# Text section start

News
25.09.2025

Nature is precious – and expensive. Potential and limitations of private finance 

A study by Swiss Banking in conjunction with Boston Consulting Group is the first to quantify the nature-related investments Switzerland needs to make and shed light on the banks’ scope for financing them. 

The Swiss mountains are an excellent example of how risk and reward are two sides of the same coin: while tourism in Switzerland recently hit an all-time high, landslides caused extensive damage in the villages of Brienz and Blatten. Like many other things, nature provides vital input for most economic activities while also exposing them to risks. There is nothing new or surprising about this fact, but attitudes towards it are undergoing a fundamental shift.

Nature as a risk 

In December 2024, the Swiss Financial Market Supervisory Authority FINMA published its Circular 2026/01, which sets out its supervisory practice on the management of climate-related and other nature-related financial risks. The circular applies to both banks and insurers and will enter into force in stages starting on 1 January 2026. In line with international frameworks, its scope is deliberately broader than the age-old topic of climate. It aims to “strengthen supervised institutions’ resilience to these risks and thus protect their customers as well as the Swiss financial centre”. 

All that is against nature cannot last in the long run.

# Text section end

Complete the following –
1. Reproduce everything in the article on nature and private finance from "A study by Swiss" down to "a fundamental shift.".
2. According to the article on nature and private finance, which two institutions does FINMA's Circular 2026/01 apply to?

# Extracted entries start

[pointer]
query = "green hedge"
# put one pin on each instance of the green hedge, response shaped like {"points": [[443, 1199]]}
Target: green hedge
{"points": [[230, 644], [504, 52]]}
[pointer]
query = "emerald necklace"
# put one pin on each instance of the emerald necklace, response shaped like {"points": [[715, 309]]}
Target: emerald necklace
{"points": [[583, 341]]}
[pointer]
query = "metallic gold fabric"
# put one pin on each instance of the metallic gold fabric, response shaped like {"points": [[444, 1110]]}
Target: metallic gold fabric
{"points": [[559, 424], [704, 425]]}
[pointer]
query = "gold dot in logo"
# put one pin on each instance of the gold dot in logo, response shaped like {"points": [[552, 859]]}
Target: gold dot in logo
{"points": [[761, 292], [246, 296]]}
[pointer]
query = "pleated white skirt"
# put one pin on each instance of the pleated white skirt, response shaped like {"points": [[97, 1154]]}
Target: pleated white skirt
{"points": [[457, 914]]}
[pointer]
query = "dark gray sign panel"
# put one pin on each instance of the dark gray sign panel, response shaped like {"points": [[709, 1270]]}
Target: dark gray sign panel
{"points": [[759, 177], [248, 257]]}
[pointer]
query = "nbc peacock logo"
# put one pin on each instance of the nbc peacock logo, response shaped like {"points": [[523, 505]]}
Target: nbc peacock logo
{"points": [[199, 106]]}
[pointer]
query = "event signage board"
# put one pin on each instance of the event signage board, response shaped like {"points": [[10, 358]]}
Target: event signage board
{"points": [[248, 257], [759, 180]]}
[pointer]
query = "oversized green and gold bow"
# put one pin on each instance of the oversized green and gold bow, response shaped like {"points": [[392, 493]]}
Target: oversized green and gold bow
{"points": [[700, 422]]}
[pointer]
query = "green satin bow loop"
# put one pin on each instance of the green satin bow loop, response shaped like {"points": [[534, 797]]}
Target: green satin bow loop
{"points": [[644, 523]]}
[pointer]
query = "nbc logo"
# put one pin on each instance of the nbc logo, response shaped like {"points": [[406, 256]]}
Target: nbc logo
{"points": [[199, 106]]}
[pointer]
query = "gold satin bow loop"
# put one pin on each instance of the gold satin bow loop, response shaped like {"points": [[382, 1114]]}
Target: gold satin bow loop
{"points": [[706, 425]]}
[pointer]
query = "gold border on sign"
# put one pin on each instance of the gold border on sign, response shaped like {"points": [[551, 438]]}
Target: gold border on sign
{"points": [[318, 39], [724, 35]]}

# Extracted entries end

Answers in order –
1.
A study by Swiss Banking in conjunction with Boston Consulting Group is the first to quantify the nature-related investments Switzerland needs to make and shed light on the banks’ scope for financing them. 

The Swiss mountains are an excellent example of how risk and reward are two sides of the same coin: while tourism in Switzerland recently hit an all-time high, landslides caused extensive damage in the villages of Brienz and Blatten. Like many other things, nature provides vital input for most economic activities while also exposing them to risks. There is nothing new or surprising about this fact, but attitudes towards it are undergoing a fundamental shift.

2. Banks and insurers.